Goals>
1. In the %T format issue thread, can you change "truncates" to "shortens" in the passage that begins at "The PEP-399 requires" and stops after "bytes or characters).", then give that passage back?
2. How many lines of the entries contain the string "dark"? Reply with the count alone.

Page extract>
□ □ □ □ □

PyUnicode_FromFormat(): add %T format for an object type name #78776

vstinner · 2018-09-06T09:13:30Z

BPO	34595
Nosy	@vstinner, @ericvsmith, @encukou, @serhiy-storchaka
PRs	bpo-34595: Add %T format to PyUnicode_FromFormatV() #9080 bpo-34595: Format string using %T in Python/ #9103 DO-NOT-MERGE: bpo-34595: Add %t format to PyUnicode_FromFormatV() #9122 Revert "bpo-34595: Add %T format to PyUnicode_FromFormatV() (GH-9080)" #9187 bpo-34595: WIP: Type fully qualified name #9251

^{Note: these values reflect the state of the issue at the time it was migrated and might not reflect the current state.}

Show more details

GitHub fields:

assignee = None
closed_at = <Date 2018-09-19.22:48:11.516>
created_at = <Date 2018-09-06.09:13:30.086>
labels = ['interpreter-core', '3.8']
title = 'PyUnicode_FromFormat(): add %T format for an object type name'
updated_at = <Date 2018-09-19.22:48:11.515>
user = 'https://github.com/vstinner'

bugs.python.org fields:

activity = <Date 2018-09-19.22:48:11.515>
actor = 'vstinner'
assignee = 'none'
closed = True
closed_date = <Date 2018-09-19.22:48:11.516>
closer = 'vstinner'
components = ['Interpreter Core']
creation = <Date 2018-09-06.09:13:30.086>
creator = 'vstinner'
dependencies = []
files = []
hgrepos = []
issue_num = 34595
keywords = ['patch']
message_count = 17.0
messages = ['324675', '324676', '324677', '324678', '324679', '324767', '324792', '324801', '324821', '324828', '324875', '324876', '324877', '325045', '325078', '325079', '325814']
nosy_count = 4.0
nosy_names = ['vstinner', 'eric.smith', 'petr.viktorin', 'serhiy.storchaka']
pr_nums = ['9080', '9103', '9122', '9187', '9251']
priority = 'normal'
resolution = 'rejected'
stage = 'resolved'
status = 'closed'
superseder = None
type = None
url = 'https://bugs.python.org/issue34595'
versions = ['Python 3.8']

vstinner · 2018-09-06T09:13:30Z

The PEP-399 requires that C accelerator behaves exactly as Python, but a lot of C code truncates type name to an arbitrary length: 80, 100, 200, up to 500 (not sure if it's a number of bytes or characters).

Py_TYPE(obj)->tp_name is a common pattern: it would be nice to have a new "%T" format in PyUnicode_FromFormat(), so it can be used directly in PyErr_Format(), to format an object type name.

Attached PR implements the proposed %T format and modify unicodeobject.c to use it.

I propose to then write a second PR to modify all C code of CPython using Py_TYPE(obj)->tp_name to use the new %T type.

vstinner · 2018-09-06T09:23:40Z

My previous attempt to fix that issue, 7 years ago: bpo-10833 :-)

See also bpo-7330 where I implemented width and precision (ex: "%5.3s") in PyUnicode_FromFormat().

vstinner · 2018-09-06T09:26:57Z

I cannot find %T in printf() manual pages on Fedora 28 (Linux).

□ □ □ □ □

Records for the task>
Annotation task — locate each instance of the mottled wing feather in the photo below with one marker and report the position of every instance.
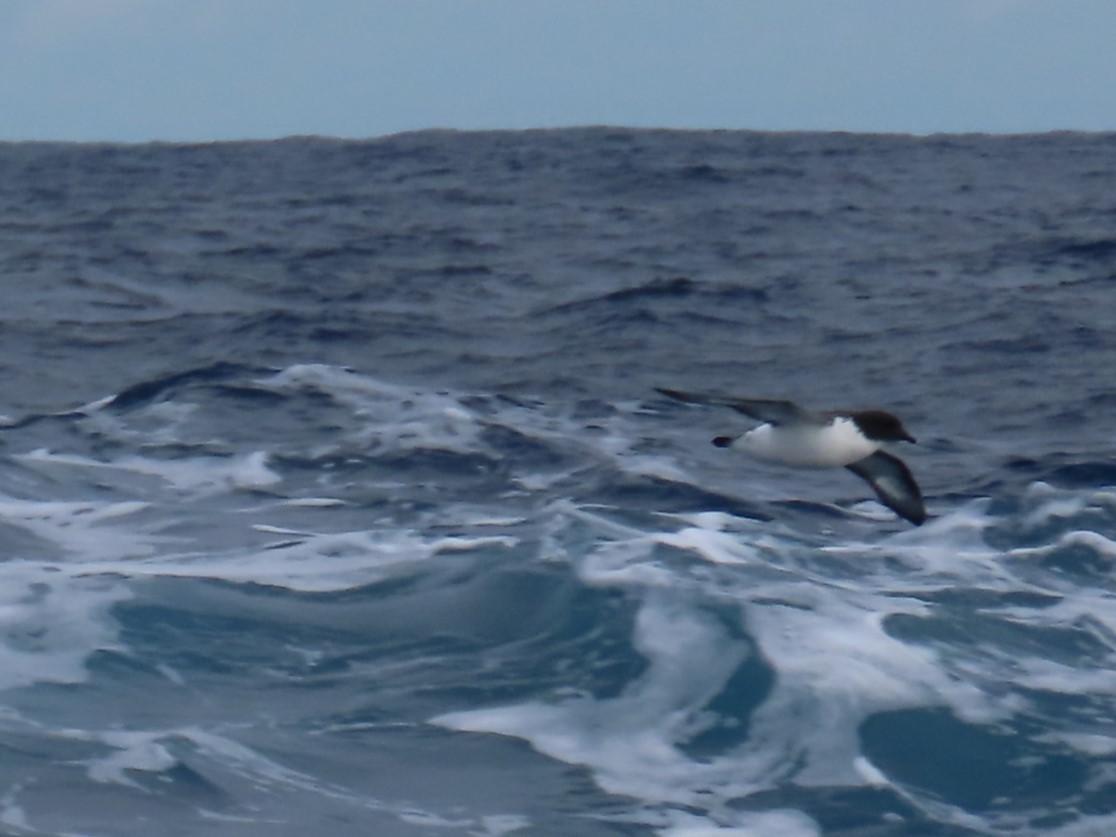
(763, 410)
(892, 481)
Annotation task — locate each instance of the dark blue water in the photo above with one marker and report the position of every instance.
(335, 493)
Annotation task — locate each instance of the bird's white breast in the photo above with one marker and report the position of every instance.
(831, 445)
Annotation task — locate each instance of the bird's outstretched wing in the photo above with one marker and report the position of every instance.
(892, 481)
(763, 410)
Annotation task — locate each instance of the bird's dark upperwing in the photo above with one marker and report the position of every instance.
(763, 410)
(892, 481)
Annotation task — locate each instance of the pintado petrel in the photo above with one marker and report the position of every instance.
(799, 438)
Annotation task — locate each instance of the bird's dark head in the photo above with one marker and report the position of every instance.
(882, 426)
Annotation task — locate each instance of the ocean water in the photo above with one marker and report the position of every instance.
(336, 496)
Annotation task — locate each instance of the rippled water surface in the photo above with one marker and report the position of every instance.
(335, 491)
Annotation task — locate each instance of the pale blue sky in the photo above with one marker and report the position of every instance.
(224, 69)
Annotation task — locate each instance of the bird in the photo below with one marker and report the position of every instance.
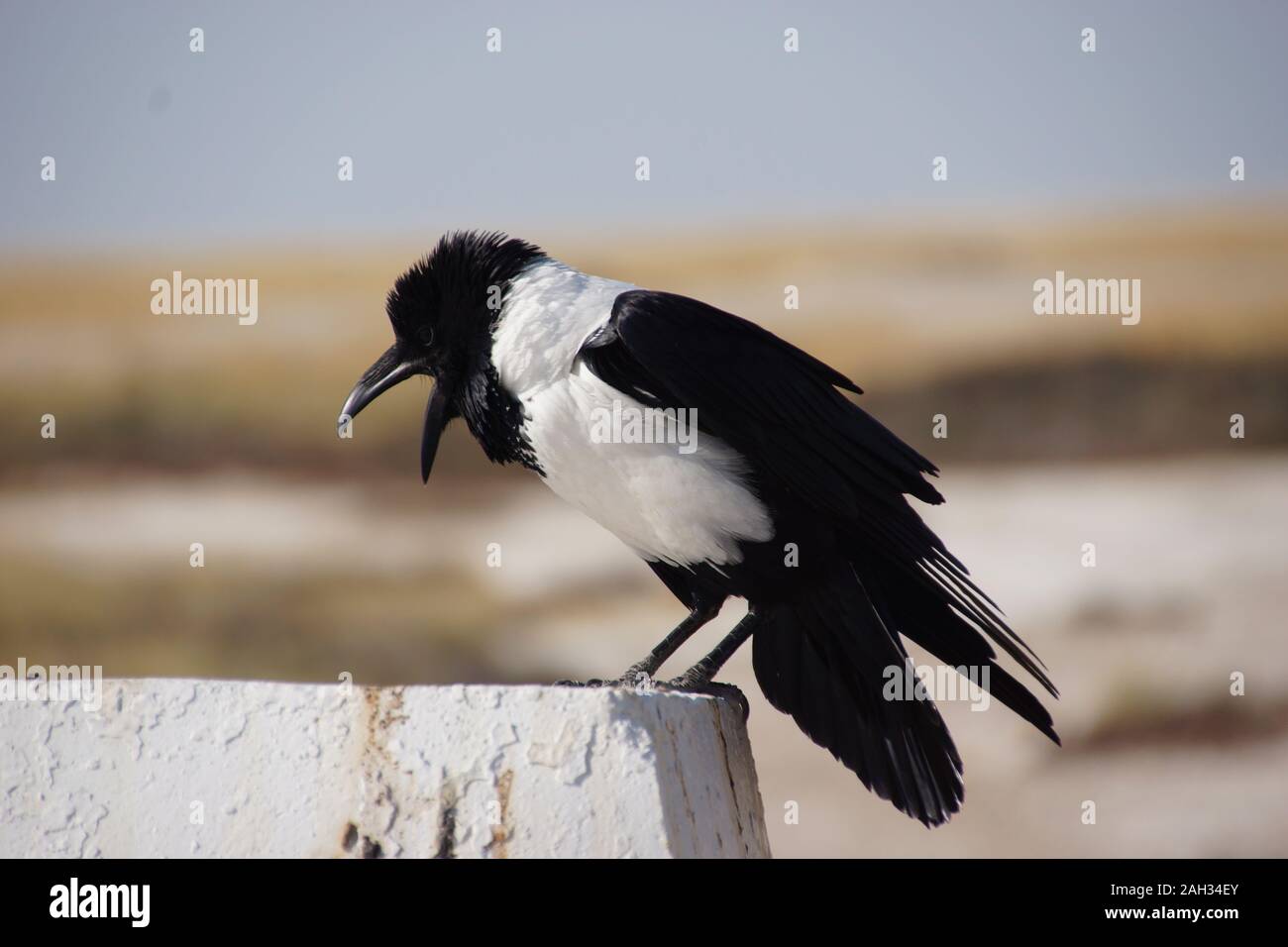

□ □ □ □ □

Responses>
1.
The PEP-399 requires that C accelerator behaves exactly as Python, but a lot of C code shortens type name to an arbitrary length: 80, 100, 200, up to 500 (not sure if it's a number of bytes or characters).

2. 3